Yet, there is a comfort in this. Christ urges us to come to him with our shortcomings, and leave our burdens with him (Matt. 11:28–29). He yearns for us to come to him and shape us through the journey (Is. 30:18).
If it came down to our efforts alone, we wouldn’t even be beginning to have this conversation.
A good thing becomes a god-thing
Often when we think of idols we think of more clear examples- explicit and obvious sin, turning to other worldviews, obsessing over financial success to the point you only fellowship with Christians or read the Bible every 3 months.
Yet, the nature of the human heart is such, that pride and self-centredness make a good thing a god-thing (or idol). The gifts which God has given us usurp his role as King of our lives.
Gifts take priority over the Giver. The god of our own ego over the God of the universe.
The sacrifices involved in our own self-discipline over the ultimate sacrifice of Christ for us.
Here are 6 quick examples (we could cover many more!):
1. Romantic partner
Romance and marriage are a gift from God. Closeness to a romantic partner can further closeness to Christ- someone to pray with daily at the end of the day, someone to call out flaws you never knew existed, someone to encourage and love you to be more like Christ.
On the flip-side, relationships can also make life very difficult and cloud our entire lives with darkness and pain.
As humans we look to love for fulfilment
By nature, as humans, we need to depend on one another to an extent. Yet, this is different to looking for ultimate fulfilment and foundational meaning in others.
Romantic partners easily take the place of God. For many, the key factor in whether or not they are happy or content in life. An attempted source of ultimate fulfilment.
At the end of the day romantic partners are, in effect, only loaned to people for a time (until either death or separation). They’re not possessed indefinitely but gifted temporarily.
A deeper foundational love
Through the knowledge of Christ, we have everything we need for life and godliness (2 Peter 1:3). God’s rich glories in Christ Jesus can satisfy every need of ours (Phil. 4:19).
The Psalms speak of the satisfying love of God, better than life itself (eg. Ps. 63:3).
David speaks of having God always before him, at his right hand (Ps. 16:8), with God as his true wealth and source of security (lot) and sustaining joy in life (portion) in Psalm 16:5.
New perspective
With the love of Christ at the foundation of our lives, romantic relationships become more of an opportunity to show Christ’s love to another. Stemming from a place of wholeness and satisfaction in Christ rather than a desperate clinging to ultimate fulfilment from a broken human being.
Broken relationships
How people respond to broken relationships is often an indication of their ultimate foundation or need of a better foundation. Often, to be remade we must be unmade first.
The woman who leaves Christianity for God after a short relationship ends compared to the woman who stays faithful to Christ despite her husband being faithless after 20 years of marriage and leaving her with three kids to care for.

Pointing dataset excerpts
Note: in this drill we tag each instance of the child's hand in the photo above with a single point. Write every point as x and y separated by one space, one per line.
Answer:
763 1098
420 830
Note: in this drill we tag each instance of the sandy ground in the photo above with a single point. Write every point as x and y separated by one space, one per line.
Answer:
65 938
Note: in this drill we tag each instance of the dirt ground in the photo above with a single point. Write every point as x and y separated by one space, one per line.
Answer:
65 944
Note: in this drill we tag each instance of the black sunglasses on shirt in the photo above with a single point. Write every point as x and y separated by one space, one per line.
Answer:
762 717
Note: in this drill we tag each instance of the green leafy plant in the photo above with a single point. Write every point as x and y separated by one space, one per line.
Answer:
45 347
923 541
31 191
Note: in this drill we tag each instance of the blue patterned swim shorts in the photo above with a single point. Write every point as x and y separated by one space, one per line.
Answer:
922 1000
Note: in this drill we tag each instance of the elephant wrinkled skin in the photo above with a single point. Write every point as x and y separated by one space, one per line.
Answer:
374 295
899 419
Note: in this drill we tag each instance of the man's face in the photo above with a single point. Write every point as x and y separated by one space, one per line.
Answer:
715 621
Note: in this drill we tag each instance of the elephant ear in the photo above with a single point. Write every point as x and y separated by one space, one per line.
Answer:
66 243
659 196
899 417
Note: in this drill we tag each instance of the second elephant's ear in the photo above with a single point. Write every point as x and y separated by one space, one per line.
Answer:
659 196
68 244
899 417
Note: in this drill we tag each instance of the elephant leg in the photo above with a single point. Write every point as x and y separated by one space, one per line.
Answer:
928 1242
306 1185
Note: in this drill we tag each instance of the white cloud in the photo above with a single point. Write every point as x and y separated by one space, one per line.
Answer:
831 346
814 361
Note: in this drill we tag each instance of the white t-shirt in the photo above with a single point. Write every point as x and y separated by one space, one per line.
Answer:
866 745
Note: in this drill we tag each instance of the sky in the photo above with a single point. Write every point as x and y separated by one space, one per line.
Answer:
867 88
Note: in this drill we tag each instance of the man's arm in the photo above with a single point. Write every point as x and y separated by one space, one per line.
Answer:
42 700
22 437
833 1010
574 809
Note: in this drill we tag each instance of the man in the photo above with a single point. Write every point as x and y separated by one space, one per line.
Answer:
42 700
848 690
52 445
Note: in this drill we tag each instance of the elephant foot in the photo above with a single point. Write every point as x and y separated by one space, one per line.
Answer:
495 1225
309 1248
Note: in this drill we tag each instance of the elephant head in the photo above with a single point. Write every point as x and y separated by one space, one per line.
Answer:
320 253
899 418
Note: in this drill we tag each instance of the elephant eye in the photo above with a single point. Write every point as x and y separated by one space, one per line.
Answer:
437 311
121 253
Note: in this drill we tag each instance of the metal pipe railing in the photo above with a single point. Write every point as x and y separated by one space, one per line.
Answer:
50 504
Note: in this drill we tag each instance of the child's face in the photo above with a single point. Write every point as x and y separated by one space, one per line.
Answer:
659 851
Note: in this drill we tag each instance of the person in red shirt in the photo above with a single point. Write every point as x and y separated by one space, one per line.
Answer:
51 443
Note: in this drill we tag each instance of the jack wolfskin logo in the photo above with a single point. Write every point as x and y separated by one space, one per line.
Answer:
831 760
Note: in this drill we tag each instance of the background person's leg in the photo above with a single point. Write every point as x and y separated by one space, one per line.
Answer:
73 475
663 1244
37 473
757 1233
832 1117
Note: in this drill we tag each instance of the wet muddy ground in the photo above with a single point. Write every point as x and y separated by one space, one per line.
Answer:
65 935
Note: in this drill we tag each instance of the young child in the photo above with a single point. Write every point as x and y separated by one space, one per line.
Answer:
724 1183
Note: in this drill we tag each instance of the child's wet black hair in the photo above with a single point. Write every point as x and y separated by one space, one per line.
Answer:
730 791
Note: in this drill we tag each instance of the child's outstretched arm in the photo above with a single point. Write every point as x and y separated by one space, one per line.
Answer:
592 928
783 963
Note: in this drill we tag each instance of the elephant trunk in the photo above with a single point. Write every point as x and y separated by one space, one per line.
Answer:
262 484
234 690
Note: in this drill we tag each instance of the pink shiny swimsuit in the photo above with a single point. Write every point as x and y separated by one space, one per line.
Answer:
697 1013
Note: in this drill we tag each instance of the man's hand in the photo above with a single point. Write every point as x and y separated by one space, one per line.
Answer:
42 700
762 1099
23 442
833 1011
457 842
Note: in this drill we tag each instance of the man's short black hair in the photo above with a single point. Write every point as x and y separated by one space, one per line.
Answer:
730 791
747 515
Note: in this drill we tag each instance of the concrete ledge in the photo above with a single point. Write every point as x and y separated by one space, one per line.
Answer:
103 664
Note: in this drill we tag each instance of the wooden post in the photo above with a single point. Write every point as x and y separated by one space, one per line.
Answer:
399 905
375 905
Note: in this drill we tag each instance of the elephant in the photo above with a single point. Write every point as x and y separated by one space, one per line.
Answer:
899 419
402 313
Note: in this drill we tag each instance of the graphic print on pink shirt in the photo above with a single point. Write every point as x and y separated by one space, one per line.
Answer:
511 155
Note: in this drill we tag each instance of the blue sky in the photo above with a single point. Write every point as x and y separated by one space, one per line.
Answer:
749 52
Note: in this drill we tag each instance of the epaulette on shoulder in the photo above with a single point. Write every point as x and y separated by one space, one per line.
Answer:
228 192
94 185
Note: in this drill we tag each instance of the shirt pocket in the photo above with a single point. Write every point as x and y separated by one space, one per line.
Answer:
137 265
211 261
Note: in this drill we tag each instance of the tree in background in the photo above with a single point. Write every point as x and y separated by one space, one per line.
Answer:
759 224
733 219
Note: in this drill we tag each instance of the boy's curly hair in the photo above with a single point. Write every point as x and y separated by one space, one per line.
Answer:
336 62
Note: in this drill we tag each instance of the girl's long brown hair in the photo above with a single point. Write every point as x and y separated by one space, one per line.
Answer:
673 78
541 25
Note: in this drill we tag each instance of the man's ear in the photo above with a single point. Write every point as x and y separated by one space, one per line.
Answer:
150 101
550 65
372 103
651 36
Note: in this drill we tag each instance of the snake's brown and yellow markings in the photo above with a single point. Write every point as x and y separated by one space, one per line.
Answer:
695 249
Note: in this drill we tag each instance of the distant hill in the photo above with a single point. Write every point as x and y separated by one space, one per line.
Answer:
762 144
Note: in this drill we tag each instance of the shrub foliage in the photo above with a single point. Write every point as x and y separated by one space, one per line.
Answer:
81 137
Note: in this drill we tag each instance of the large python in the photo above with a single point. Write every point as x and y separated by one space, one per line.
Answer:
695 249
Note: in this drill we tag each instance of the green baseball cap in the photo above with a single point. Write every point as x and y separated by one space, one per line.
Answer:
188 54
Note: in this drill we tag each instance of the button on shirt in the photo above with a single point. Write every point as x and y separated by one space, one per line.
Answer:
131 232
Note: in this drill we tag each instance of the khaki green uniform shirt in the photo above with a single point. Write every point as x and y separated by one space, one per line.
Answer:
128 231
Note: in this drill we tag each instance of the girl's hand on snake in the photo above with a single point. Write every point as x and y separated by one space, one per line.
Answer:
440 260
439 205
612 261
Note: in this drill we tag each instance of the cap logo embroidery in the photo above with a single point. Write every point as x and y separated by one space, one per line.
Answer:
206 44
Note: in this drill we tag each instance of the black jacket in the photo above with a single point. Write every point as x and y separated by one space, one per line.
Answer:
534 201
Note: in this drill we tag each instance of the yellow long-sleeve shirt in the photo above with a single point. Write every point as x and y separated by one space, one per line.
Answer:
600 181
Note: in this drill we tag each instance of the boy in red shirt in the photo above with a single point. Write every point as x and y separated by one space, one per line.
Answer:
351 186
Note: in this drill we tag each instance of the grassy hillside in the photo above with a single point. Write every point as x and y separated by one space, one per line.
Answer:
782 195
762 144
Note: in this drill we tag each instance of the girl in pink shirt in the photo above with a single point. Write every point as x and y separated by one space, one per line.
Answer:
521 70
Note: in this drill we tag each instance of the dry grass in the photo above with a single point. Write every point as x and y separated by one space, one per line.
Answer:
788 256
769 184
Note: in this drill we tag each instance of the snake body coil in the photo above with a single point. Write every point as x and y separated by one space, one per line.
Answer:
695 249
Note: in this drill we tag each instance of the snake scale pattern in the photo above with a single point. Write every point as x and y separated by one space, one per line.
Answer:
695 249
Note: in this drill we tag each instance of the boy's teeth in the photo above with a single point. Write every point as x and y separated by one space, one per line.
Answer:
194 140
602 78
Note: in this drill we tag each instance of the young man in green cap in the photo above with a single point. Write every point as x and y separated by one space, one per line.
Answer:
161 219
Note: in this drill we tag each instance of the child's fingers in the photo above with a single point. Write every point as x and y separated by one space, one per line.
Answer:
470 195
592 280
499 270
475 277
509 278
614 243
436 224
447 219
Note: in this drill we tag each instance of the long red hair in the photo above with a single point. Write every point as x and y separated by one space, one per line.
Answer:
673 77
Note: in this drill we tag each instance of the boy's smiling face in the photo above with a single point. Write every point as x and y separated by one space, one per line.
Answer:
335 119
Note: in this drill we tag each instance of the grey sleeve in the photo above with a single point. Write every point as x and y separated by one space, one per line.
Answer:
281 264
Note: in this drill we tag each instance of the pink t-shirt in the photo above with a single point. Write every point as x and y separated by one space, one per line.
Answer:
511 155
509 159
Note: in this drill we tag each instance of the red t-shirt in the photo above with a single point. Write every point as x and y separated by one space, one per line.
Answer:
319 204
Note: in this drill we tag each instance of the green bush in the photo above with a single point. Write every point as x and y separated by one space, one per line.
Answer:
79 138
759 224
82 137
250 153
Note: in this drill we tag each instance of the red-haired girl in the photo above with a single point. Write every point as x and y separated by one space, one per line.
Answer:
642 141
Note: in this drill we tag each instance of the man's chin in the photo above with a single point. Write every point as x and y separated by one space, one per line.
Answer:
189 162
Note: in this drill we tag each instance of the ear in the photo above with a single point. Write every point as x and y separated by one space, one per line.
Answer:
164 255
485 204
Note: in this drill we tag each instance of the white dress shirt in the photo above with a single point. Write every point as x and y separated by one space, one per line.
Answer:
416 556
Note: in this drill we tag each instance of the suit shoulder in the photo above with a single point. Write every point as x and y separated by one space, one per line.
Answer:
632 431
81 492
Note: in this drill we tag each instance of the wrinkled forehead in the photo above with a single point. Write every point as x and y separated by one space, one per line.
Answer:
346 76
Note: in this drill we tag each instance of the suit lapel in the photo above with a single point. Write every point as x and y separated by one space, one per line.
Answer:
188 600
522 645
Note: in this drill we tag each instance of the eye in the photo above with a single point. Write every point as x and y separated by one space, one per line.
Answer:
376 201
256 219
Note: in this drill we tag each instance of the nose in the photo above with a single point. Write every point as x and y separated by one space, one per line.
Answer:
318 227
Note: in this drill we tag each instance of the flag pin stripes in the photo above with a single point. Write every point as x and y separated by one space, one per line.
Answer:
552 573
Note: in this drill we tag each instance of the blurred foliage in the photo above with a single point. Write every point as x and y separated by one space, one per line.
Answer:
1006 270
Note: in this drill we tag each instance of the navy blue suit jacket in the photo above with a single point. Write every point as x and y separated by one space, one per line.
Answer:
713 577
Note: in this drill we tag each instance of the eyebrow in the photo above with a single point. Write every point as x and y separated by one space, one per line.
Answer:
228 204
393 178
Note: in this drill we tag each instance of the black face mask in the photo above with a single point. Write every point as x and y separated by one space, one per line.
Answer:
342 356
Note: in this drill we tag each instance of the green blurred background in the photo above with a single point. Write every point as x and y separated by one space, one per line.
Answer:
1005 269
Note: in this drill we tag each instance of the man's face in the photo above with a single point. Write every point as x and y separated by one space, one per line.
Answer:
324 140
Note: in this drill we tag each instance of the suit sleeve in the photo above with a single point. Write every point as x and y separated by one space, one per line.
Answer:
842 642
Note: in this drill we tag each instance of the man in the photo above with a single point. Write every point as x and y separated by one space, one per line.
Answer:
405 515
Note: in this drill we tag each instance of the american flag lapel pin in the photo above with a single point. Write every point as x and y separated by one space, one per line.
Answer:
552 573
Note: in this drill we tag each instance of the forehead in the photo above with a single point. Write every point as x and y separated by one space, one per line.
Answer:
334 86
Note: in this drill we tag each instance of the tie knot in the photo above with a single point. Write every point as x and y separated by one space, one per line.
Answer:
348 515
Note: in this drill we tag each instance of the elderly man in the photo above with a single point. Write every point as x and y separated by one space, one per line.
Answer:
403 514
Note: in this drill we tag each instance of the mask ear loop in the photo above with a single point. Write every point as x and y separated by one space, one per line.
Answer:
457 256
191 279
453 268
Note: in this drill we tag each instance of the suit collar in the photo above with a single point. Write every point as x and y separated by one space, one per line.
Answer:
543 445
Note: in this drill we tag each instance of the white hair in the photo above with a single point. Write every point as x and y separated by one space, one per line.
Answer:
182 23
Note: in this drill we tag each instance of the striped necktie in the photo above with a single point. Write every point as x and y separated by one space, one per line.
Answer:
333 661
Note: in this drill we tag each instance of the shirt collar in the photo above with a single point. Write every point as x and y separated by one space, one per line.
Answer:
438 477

● Given request
Do these statements agree with the text on good things becoming idols? (a) Romantic partners are possessed indefinitely. (b) Closeness to a romantic partner can further closeness to Christ. (c) David speaks of having God at his right hand in Psalm 16:8. Answer yes or no for each, quoting the words of the text that decide it.

● Task solution
(a) No: "They’re not possessed indefinitely but gifted temporarily."
(b) Yes: "Closeness to a romantic partner can further closeness to Christ"
(c) Yes: "David speaks of having God always before him, at his right hand (Ps. 16:8)"